[DATA FOR REVIEW — start]

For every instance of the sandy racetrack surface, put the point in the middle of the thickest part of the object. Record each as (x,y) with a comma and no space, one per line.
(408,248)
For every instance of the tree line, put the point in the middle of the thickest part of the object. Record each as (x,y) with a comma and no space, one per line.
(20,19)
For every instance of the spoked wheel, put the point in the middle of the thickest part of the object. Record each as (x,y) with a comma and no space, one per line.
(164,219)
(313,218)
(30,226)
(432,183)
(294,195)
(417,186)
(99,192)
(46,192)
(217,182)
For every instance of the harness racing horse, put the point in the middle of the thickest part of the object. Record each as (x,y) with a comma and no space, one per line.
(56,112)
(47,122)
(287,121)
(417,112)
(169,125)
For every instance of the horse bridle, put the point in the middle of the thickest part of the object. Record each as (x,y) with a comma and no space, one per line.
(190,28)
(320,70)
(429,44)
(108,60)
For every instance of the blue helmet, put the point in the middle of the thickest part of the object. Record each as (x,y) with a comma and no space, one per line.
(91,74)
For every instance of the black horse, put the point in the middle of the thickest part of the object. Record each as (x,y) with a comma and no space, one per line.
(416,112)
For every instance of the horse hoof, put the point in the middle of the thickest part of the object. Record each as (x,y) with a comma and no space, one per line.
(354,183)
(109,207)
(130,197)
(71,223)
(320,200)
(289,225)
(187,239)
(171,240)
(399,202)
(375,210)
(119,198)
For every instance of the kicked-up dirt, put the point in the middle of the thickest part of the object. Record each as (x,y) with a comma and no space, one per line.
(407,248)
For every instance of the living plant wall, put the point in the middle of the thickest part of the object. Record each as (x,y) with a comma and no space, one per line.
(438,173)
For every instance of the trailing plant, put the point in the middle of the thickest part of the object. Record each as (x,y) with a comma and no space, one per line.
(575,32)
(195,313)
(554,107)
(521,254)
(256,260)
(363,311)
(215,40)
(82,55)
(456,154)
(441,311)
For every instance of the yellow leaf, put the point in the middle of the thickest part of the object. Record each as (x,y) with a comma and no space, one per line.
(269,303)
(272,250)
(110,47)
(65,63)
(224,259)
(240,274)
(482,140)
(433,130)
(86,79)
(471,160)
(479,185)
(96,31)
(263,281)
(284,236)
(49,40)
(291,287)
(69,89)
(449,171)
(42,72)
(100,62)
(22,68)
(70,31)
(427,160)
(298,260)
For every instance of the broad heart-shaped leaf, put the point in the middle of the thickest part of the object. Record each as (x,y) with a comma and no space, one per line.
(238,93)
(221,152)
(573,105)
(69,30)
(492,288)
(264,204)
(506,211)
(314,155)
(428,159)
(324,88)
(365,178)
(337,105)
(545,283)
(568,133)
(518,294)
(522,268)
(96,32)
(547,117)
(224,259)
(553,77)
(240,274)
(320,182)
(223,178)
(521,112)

[DATA FOR REVIEW — finish]

> YOUR INSTRUCTIONS: Return the whole of the data, character for character.

> OUTPUT:
For every instance of the sandy racetrack surface, put the point in the middle of the thickest part of the object. Record each as (x,y) with a comma and no space, one per line.
(408,248)
For every instance of the tree line, put the point in the middle of the thickest part of the object. Record each as (x,y) with a comma and no space, one per line.
(20,19)
For every instance of the spoked wheel, put the point in the middle of the thickest part of the object. Record each as (x,y) with a comma and no space, one per line.
(164,219)
(313,218)
(30,226)
(432,183)
(294,195)
(417,186)
(99,192)
(46,192)
(217,182)
For every instance of the harness racing horse, put the point in the middle of the thickest part of the object. Record each as (x,y) with a comma and no space, one per line.
(56,112)
(47,122)
(287,121)
(417,112)
(169,125)
For every instance of the horse bridle, put the point in the middle of the thickest part of the object. Record each as (x,y) with a comma and no space, one per line.
(190,28)
(320,70)
(429,44)
(108,60)
For every instance of the blue helmet, put the point in the middle of the thickest part of the object. Record each as (x,y) with a comma and no space, one per line.
(91,74)
For every instance of the black horse, put the point in the middle of the thickest part of the object. Record each as (x,y) with a comma and no space, one per line.
(416,112)
For every instance of the horse hoof, put the point in the middle of the thickest part of the object. Record each as (x,y) with a comma and no space, one per line.
(354,183)
(109,207)
(130,197)
(71,223)
(320,200)
(289,225)
(187,239)
(171,240)
(399,202)
(375,210)
(119,198)
For every instance of the kicked-up dirt, put the point in the middle of the thickest part of the object. Record each as (x,y) with a comma and no space, one per line.
(407,248)
For every instance of the living plant wall, put the point in the middle of the thickest part of the object. Record each as (x,y) with a comma and no space, one per line.
(438,173)
For every instance of the trailing plant, put the point in the middle of the thickest part of the object. Record each as (x,y) with a comma and no space, one per line.
(575,32)
(195,313)
(554,107)
(521,254)
(256,260)
(363,311)
(215,40)
(82,55)
(456,154)
(441,311)
For every instance of the yellow leaf, put the point in the middle of the thickest part of the object. Record each as (x,y) with a comma and no space, one per line.
(269,303)
(272,250)
(110,47)
(65,63)
(224,259)
(240,274)
(482,140)
(433,130)
(86,79)
(471,160)
(479,185)
(96,31)
(263,281)
(284,236)
(49,40)
(291,287)
(69,89)
(449,171)
(42,72)
(100,62)
(22,68)
(70,31)
(427,160)
(298,260)
For every instance of the broad heart-shaped leaf, put the point in the middle of the thickest part of the object. Record each as (x,y) with a comma and no space, one per line.
(238,93)
(221,152)
(573,105)
(69,30)
(492,288)
(264,204)
(506,211)
(314,155)
(428,159)
(324,88)
(365,178)
(337,105)
(545,283)
(568,133)
(518,294)
(522,268)
(96,32)
(547,117)
(224,259)
(553,77)
(240,274)
(320,182)
(223,178)
(521,112)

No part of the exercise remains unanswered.